## The request
Update the items below so that every occurrence of "innermost point" becomes "most central point", leaving all other text as it is.

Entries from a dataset

__________________________________________________

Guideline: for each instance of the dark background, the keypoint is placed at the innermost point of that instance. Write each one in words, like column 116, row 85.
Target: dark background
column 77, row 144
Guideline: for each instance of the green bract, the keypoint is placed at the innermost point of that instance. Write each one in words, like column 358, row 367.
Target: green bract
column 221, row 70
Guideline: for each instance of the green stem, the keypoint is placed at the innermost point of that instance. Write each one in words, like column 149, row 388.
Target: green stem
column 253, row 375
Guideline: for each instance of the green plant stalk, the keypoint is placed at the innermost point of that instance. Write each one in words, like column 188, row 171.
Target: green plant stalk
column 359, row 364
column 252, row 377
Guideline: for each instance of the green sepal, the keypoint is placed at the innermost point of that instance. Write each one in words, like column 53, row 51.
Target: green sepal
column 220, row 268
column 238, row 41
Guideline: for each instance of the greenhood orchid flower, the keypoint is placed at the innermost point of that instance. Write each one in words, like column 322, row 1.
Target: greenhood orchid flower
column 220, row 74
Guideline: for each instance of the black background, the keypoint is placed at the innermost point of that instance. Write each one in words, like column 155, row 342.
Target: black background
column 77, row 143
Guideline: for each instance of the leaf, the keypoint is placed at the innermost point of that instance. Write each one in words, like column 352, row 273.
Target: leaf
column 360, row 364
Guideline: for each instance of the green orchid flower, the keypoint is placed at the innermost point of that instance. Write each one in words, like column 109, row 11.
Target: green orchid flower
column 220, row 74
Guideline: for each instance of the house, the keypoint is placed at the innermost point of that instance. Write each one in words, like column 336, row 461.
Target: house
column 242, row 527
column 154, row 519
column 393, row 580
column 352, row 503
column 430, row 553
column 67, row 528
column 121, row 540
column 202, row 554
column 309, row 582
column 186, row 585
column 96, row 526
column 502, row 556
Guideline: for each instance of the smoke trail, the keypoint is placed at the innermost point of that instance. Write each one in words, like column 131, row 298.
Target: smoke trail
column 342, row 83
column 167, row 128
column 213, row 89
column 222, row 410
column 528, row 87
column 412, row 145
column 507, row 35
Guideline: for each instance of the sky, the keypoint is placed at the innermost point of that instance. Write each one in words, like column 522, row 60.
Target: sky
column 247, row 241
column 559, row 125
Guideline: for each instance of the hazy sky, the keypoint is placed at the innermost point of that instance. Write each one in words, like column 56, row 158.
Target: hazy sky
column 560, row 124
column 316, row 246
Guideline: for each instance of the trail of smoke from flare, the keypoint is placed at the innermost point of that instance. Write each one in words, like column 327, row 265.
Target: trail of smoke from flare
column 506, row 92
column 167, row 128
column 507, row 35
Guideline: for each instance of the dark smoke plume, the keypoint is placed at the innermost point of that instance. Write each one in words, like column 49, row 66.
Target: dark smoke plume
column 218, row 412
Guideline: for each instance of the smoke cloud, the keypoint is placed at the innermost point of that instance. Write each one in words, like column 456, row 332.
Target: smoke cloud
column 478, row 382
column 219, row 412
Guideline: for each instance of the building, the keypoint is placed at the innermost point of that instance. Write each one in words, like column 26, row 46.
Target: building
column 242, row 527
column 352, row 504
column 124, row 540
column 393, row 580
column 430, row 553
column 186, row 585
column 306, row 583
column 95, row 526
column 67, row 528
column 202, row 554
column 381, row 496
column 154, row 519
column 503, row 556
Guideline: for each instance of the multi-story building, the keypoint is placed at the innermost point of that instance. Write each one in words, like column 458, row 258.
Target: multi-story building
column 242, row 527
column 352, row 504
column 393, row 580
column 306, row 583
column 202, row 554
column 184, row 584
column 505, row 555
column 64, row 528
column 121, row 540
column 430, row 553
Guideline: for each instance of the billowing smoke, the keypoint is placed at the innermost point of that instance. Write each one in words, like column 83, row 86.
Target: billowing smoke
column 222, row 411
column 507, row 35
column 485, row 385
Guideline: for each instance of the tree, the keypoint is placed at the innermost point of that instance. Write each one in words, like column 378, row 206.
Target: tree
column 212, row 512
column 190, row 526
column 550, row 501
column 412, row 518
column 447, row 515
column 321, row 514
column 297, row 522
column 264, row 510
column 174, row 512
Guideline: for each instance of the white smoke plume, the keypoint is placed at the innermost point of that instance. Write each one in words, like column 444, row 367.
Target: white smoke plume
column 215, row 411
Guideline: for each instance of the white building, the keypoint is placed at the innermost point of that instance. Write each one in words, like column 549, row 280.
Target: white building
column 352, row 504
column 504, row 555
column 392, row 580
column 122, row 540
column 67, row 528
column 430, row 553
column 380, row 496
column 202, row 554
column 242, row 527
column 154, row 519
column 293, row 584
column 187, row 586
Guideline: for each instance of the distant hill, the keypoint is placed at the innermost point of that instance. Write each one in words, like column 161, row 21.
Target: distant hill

__________________________________________________

## The answer
Guideline: for each instance of the dark background, the keypoint is placed at the most central point of that instance. Write each one in words, like column 116, row 85.
Target: dark background
column 77, row 144
Guideline: for each instance of the green bract, the keypoint is placed at the most central point of that instance. Write each one in words, like column 358, row 367.
Target: green bract
column 221, row 70
Guideline: for each instance of the green stem, the keypoint is placed at the most central point of that instance. Write each one in words, like column 149, row 388.
Target: green stem
column 253, row 375
Guideline: for each instance of the green plant stalk, the keypoint is placed at the most central point of that instance. Write each one in words, like column 188, row 171.
Target: green plant stalk
column 359, row 364
column 252, row 377
Guideline: for each instance of the green sepal, the keypoint is placed at the most central point of that instance. Write each one in words, like column 53, row 51.
Target: green sepal
column 220, row 268
column 238, row 41
Guideline: for each instance of the greenhood orchid flower, the keypoint is placed at the most central point of that instance. Write each one in words, like column 322, row 1.
Target: greenhood orchid flower
column 220, row 74
Guideline: for each instance of the black background, the keypoint is placed at the most central point of that instance. Write each one in words, like column 155, row 342.
Target: black background
column 77, row 143
Guideline: for each instance of the leaf, the keypoint is placed at the most central point of that instance. Write each one in words, like column 352, row 273.
Target: leaf
column 360, row 364
Guideline: for each instance of the green orchid flower, the keypoint is placed at the most central point of that instance. Write each one in words, like column 109, row 11.
Target: green orchid flower
column 220, row 74
Guideline: for each instance of the house, the keypoint is placed at the most central point of that instance. Write each one in words, like column 336, row 461.
Target: house
column 242, row 527
column 154, row 519
column 393, row 580
column 352, row 503
column 430, row 553
column 67, row 528
column 121, row 540
column 202, row 554
column 309, row 582
column 186, row 585
column 96, row 526
column 502, row 556
Guideline: for each instance of the smoke trail, the keypoint is placed at the most central point of that instance. Write each one in words, like column 131, row 298.
Target: smoke trail
column 342, row 83
column 167, row 128
column 213, row 89
column 222, row 410
column 528, row 87
column 412, row 145
column 507, row 35
Guideline: for each instance of the sky, the keypoint is placed at the most central point of that instance. Write each one in words, like column 522, row 60.
Target: sky
column 247, row 241
column 559, row 125
Guideline: for each instance of the hazy sky, the keypoint is placed at the most central point of that instance. Write each one in words, like column 56, row 158.
Target: hazy sky
column 560, row 124
column 316, row 246
Guideline: for each instance of the trail of smoke from flare, the keypoint is placed at the most central point of that instance. Write each one in words, like column 327, row 265.
Target: trail of smoke from flare
column 506, row 92
column 167, row 128
column 507, row 35
Guideline: for each instance of the dark smoke plume, the keypoint is placed at the most central point of that instance. Write each one in words, like column 49, row 66.
Target: dark smoke plume
column 218, row 412
Guideline: for each instance of the smoke cloud, the keypoint is placed at the most central point of that instance. Write each one in words, like column 456, row 332.
Target: smoke cloud
column 478, row 382
column 219, row 412
Guideline: for each instance of the building, the keypoint is placed at the most central point of that instance. Write each one in words, like column 26, row 46.
Target: building
column 242, row 527
column 352, row 504
column 124, row 540
column 393, row 580
column 430, row 553
column 186, row 585
column 306, row 583
column 95, row 526
column 67, row 528
column 202, row 554
column 381, row 496
column 154, row 519
column 503, row 556
Guideline: for each instance of the multi-story building, the keypoint is placed at the most central point of that instance. Write each one in words, like column 458, row 258.
Target: multi-story building
column 242, row 527
column 352, row 504
column 393, row 580
column 306, row 583
column 202, row 554
column 184, row 584
column 505, row 555
column 64, row 528
column 121, row 540
column 430, row 553
Guideline: for each instance of the billowing smoke, the keypoint is placed at the most central point of that instance. Write each one in words, like column 83, row 86.
Target: billowing smoke
column 222, row 411
column 507, row 35
column 485, row 385
Guideline: for each instance of the tree, the keypoint is placed at the most central point of that instance. Write each one in words, like column 378, row 206.
Target: tree
column 212, row 512
column 190, row 526
column 550, row 501
column 412, row 518
column 447, row 515
column 321, row 514
column 297, row 522
column 264, row 510
column 174, row 512
Guideline: for each instance of the white smoke plume, the keypoint is placed at the most central point of that instance. Write each one in words, like column 444, row 367.
Target: white smoke plume
column 215, row 411
Guideline: for each instance of the white building, the keypoint is placed at the most central point of that instance. Write each one in words, like column 549, row 280.
Target: white building
column 352, row 504
column 504, row 555
column 392, row 580
column 122, row 540
column 67, row 528
column 430, row 553
column 380, row 496
column 202, row 554
column 242, row 527
column 154, row 519
column 293, row 584
column 187, row 586
Guideline: for each instance of the distant hill, the keypoint is placed at the most central point of that instance. Write each one in words, like column 161, row 21.
Target: distant hill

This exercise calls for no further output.